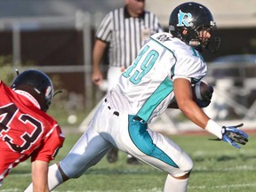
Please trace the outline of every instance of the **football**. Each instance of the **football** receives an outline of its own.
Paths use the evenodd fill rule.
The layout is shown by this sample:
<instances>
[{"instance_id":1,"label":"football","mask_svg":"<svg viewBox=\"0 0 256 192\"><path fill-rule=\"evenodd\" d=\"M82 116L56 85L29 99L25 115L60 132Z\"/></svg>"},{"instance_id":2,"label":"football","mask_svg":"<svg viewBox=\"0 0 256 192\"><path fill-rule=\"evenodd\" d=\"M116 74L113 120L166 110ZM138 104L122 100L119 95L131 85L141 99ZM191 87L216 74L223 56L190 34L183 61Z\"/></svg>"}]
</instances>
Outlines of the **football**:
<instances>
[{"instance_id":1,"label":"football","mask_svg":"<svg viewBox=\"0 0 256 192\"><path fill-rule=\"evenodd\" d=\"M212 92L213 87L203 81L200 81L192 86L194 100L211 100Z\"/></svg>"}]
</instances>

(Requirement): Copy out every entry above word for word, without the pictures.

(Task solution):
Please trace the outline of every instance of the **football**. Each instance of the **football** receives an outline of its own.
Paths use the evenodd fill rule.
The layout is shown by this sample:
<instances>
[{"instance_id":1,"label":"football","mask_svg":"<svg viewBox=\"0 0 256 192\"><path fill-rule=\"evenodd\" d=\"M82 116L56 85L29 99L25 115L60 132Z\"/></svg>"},{"instance_id":2,"label":"football","mask_svg":"<svg viewBox=\"0 0 256 192\"><path fill-rule=\"evenodd\" d=\"M116 74L113 120L166 110ZM138 104L122 100L119 95L131 85L141 99ZM191 87L216 74L223 56L190 34L183 61Z\"/></svg>"}]
</instances>
Outlines of the **football**:
<instances>
[{"instance_id":1,"label":"football","mask_svg":"<svg viewBox=\"0 0 256 192\"><path fill-rule=\"evenodd\" d=\"M212 92L213 87L203 81L200 81L192 86L194 100L211 100Z\"/></svg>"}]
</instances>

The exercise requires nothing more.